### DATA LISTING

________________

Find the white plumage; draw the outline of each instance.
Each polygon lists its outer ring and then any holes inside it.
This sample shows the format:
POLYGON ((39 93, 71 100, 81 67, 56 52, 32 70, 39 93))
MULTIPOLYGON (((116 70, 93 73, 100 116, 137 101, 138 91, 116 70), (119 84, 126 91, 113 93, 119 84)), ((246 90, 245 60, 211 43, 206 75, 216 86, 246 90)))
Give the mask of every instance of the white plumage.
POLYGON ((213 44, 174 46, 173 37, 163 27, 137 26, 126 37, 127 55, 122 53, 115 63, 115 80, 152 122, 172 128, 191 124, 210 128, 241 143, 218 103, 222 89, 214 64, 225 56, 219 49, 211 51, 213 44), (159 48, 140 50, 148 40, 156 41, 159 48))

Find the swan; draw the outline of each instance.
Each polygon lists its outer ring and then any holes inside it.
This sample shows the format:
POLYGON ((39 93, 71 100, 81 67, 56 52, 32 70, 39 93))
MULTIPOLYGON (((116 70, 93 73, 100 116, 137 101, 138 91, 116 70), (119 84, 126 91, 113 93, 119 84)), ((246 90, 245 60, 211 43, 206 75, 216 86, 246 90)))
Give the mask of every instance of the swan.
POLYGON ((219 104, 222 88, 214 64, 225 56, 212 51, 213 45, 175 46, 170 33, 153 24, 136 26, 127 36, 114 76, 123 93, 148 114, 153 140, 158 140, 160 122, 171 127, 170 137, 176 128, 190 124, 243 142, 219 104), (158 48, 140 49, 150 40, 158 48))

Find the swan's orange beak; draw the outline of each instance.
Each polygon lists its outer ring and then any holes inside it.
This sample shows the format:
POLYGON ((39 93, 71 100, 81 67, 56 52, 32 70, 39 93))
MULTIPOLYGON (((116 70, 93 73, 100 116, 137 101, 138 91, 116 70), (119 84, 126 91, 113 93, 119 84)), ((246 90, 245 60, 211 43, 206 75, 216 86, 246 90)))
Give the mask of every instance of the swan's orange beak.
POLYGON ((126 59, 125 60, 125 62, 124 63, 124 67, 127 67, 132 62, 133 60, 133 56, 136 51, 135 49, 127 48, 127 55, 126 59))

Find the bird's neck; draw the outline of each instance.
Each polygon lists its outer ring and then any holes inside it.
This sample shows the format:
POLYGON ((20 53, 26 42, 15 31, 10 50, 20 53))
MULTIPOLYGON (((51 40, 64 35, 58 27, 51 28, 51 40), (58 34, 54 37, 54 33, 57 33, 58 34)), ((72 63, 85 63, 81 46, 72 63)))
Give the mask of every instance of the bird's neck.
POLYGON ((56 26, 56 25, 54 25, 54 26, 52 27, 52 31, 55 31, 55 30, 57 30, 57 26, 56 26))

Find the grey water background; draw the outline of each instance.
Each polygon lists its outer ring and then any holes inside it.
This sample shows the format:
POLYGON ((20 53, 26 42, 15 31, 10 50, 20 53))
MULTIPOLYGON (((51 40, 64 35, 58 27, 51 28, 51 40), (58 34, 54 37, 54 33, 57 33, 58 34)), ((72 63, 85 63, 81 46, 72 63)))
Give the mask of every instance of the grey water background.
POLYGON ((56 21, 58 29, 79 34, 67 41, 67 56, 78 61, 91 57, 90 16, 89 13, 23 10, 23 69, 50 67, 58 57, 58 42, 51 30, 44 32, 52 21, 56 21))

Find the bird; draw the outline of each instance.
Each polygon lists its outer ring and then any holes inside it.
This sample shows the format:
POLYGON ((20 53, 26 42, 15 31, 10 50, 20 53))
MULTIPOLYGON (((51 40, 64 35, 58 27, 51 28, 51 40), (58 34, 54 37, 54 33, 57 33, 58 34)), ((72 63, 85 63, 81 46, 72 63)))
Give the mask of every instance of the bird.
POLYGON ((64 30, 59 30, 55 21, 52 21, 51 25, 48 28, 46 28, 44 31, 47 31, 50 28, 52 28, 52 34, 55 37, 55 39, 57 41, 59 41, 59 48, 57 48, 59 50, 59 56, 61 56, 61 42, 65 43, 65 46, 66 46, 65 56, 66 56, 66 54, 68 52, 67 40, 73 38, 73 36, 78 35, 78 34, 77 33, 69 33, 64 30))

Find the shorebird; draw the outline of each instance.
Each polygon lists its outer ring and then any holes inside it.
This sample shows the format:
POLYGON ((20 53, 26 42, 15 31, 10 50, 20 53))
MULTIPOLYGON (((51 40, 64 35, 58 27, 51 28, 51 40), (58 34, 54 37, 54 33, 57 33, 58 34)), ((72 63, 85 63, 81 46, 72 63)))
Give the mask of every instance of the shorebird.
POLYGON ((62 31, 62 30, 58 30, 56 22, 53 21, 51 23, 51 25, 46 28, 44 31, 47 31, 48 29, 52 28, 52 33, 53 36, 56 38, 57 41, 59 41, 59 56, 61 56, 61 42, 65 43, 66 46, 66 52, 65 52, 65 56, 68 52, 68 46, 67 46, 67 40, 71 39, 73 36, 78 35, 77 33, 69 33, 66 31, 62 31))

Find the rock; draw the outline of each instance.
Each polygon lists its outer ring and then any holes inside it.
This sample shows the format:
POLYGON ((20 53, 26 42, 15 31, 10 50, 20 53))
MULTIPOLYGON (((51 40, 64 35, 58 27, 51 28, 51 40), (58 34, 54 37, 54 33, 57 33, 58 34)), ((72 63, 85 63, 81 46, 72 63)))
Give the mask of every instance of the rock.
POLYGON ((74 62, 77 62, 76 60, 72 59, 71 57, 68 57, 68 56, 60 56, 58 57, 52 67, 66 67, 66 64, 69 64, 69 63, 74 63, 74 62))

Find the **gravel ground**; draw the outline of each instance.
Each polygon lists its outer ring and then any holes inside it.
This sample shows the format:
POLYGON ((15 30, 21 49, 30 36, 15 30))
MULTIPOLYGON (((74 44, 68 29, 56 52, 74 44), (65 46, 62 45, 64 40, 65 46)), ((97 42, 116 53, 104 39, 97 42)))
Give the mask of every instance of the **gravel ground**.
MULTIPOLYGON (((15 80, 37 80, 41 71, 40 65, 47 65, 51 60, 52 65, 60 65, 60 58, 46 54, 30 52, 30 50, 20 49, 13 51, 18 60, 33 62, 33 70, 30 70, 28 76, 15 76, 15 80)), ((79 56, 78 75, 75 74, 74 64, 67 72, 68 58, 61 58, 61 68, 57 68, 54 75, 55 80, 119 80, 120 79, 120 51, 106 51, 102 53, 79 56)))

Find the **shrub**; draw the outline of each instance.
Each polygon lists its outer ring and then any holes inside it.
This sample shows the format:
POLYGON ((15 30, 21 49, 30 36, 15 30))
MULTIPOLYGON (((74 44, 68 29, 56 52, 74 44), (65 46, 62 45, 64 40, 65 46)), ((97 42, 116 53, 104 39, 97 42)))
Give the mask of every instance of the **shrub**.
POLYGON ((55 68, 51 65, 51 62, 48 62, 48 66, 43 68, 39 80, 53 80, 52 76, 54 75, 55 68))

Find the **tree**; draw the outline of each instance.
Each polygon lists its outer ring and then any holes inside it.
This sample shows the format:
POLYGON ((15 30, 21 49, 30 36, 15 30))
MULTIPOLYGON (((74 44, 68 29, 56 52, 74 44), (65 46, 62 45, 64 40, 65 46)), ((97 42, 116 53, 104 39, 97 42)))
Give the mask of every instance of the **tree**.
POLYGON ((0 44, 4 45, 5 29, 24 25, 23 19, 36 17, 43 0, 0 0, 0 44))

________________

### PROBLEM
In the listing, take the lines starting at the one containing "Find the bird;" and ending at the one containing "Give the mask of every instance of the bird.", and switch "bird" to "animal" throughout them. Give back only those lines, with nothing else changed.

### RESULT FOR THIS EXERCISE
Find the animal; draw the outline of each instance.
Each polygon lists its outer ring and then any holes inside it.
This sample shows the format:
POLYGON ((20 53, 26 42, 15 31, 10 50, 20 53))
MULTIPOLYGON (((51 40, 64 35, 58 27, 51 28, 51 40), (58 34, 54 37, 54 33, 57 33, 58 34)), ((72 63, 85 63, 81 46, 72 63)))
Give the mask of every instance of the animal.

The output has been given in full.